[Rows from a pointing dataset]
* start *
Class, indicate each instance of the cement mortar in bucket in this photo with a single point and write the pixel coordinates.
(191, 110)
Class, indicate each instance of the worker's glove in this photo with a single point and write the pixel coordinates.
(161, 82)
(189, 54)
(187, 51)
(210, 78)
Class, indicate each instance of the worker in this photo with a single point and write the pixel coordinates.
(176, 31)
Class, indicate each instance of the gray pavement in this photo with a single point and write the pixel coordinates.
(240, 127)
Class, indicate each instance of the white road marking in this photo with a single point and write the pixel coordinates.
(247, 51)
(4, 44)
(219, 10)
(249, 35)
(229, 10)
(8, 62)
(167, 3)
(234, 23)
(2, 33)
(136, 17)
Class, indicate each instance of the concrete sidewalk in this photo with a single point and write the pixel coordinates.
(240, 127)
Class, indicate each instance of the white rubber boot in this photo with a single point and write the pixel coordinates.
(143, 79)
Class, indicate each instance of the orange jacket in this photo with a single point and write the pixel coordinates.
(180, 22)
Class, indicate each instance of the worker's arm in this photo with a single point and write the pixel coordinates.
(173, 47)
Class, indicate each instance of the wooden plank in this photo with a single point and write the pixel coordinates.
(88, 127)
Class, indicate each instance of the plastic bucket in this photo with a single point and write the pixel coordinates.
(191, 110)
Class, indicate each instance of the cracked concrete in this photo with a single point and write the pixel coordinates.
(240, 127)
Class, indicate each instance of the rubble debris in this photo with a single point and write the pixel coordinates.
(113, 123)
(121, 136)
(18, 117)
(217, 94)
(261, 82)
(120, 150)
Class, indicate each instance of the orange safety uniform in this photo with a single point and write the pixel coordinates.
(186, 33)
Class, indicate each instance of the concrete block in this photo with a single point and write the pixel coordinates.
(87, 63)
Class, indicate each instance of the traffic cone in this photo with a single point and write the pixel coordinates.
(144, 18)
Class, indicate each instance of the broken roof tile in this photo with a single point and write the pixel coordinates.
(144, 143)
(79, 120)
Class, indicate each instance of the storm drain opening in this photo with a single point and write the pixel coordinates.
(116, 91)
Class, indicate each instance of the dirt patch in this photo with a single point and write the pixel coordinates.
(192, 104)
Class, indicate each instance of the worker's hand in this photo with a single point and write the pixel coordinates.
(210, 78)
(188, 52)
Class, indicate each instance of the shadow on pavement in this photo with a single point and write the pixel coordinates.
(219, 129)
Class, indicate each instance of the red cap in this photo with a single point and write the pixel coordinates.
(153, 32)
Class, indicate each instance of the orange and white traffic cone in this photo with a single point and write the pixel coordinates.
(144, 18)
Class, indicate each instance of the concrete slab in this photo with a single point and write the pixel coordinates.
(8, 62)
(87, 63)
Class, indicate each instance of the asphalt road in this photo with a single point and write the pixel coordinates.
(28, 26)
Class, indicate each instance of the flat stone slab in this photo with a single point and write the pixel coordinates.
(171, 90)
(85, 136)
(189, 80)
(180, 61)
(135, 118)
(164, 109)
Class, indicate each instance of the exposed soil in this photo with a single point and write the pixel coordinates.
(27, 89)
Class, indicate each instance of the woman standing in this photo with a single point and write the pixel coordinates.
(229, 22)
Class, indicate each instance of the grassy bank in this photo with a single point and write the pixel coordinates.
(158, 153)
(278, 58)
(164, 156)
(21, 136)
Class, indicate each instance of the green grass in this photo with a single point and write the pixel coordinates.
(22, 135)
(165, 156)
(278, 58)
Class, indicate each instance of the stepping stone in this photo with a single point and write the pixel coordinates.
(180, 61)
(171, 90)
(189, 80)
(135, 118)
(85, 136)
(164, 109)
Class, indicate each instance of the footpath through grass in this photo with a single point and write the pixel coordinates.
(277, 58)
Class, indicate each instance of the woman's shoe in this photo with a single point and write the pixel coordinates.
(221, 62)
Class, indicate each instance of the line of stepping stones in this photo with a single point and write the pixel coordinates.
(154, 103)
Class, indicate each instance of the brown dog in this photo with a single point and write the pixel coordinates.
* end *
_Exercise requirements_
Faithfully reproduce all of the records, character for character.

_Exercise output_
Class, indicate each instance of the cement mortar in bucket in this photo with a single point and write the pixel coordinates.
(191, 110)
Class, indicate each instance of the worker's glove in this photo with a single point and write the pixel coordinates.
(161, 82)
(189, 54)
(187, 51)
(210, 78)
Class, indicate each instance of the worker in this photo with a single point and write the pixel coordinates.
(176, 31)
Class, indicate each instance of the gray pavement in this photo with a single point and write the pixel coordinates.
(240, 127)
Class, indicate each instance of the white road marking in this photo with a single point and write the pixel coordinates.
(247, 51)
(4, 44)
(219, 10)
(249, 35)
(229, 10)
(8, 62)
(167, 3)
(234, 23)
(2, 33)
(136, 17)
Class, indicate each instance of the concrete sidewalk in this photo with a single point and write the pixel coordinates.
(240, 127)
Class, indicate each instance of the white rubber boot in this photo with a single point and write the pixel coordinates.
(143, 79)
Class, indicate each instance of the orange jacket in this photo with a single point and write the pixel coordinates.
(180, 22)
Class, indicate each instance of the worker's arm in this photo with a single point and write the pixel coordinates.
(173, 47)
Class, indicate each instance of the wooden plank in this photo with a single point and write the pixel coordinates.
(88, 127)
Class, indicate each instance of the plastic bucket in this photo with a single point and write the pixel coordinates.
(191, 110)
Class, indicate each instance of the cracked concrete in this photo with a single point and write the pixel coordinates.
(240, 127)
Class, indicate each instance of the rubble debris in this photo with a single point and write the pixel coordinates.
(113, 123)
(121, 136)
(18, 117)
(217, 94)
(261, 82)
(120, 150)
Class, indicate each instance of the orange safety uniform in this photo with a single point and write the pixel coordinates.
(186, 33)
Class, indicate each instance of the concrete block in this photo with a single point and write the pixel coordinates.
(87, 63)
Class, indicate each instance of the traffic cone in this photo with a single point and write the pixel coordinates.
(144, 18)
Class, indicate each instance of the broken roof tile in this photo with a single point and write the pixel coordinates.
(144, 143)
(79, 120)
Class, indicate each instance of the storm drain opening in this photo with a single point and write the pixel coordinates.
(116, 91)
Class, indicate each instance of the dirt patch in this photo with a single point and write the pixel coordinates.
(192, 104)
Class, indicate each instance of the worker's hand in this photo with a single point and write the pixel coordinates.
(210, 78)
(188, 52)
Class, indicate each instance of the shadow on pavement in this photo with a single point and write the pixel coordinates.
(219, 129)
Class, indicate each instance of the red cap in this photo with a single point and write the pixel coordinates.
(153, 32)
Class, indicate each instance of the orange and white traffic cone in this photo with a single point and write the pixel coordinates.
(144, 18)
Class, indicate each instance of the concrete slab in this photo with a single point and write the pixel coordinates.
(8, 62)
(87, 63)
Class, indicate each instance of the asphalt road in this photo with a single point and write the pixel coordinates.
(28, 26)
Class, indicate each instance of the flat stone slab in this photo with a single point and write the pixel coordinates.
(171, 90)
(85, 136)
(189, 80)
(180, 61)
(135, 118)
(164, 109)
Class, indicate each instance of the exposed soil in this photo with a single point and write the pixel coordinates.
(27, 89)
Class, indicate each instance of the woman standing in this photo with a single point and write the pixel coordinates.
(229, 22)
Class, indicate each instance of the grassy bank in this photo with a single point and write the pixel coordinates.
(158, 153)
(278, 58)
(164, 156)
(21, 136)
Class, indicate each instance of the green grass in this photo with a single point and write the pixel coordinates.
(22, 135)
(165, 156)
(278, 58)
Class, indicate each instance of the stepping stone in this photo with a single point and write the pixel coordinates.
(180, 61)
(171, 90)
(189, 80)
(135, 118)
(85, 136)
(164, 109)
Class, indicate each instance of the footpath through grass in this photo with a single point and write the pixel coordinates.
(277, 58)
Class, indicate each instance of the woman's shoe in this photo with a single point and write the pixel coordinates.
(221, 62)
Class, indicate each instance of the line of stepping stones in this photo with a single point and write the pixel coordinates.
(154, 103)
Class, indicate each instance of the brown dog in this photo with a single point and write the pixel coordinates.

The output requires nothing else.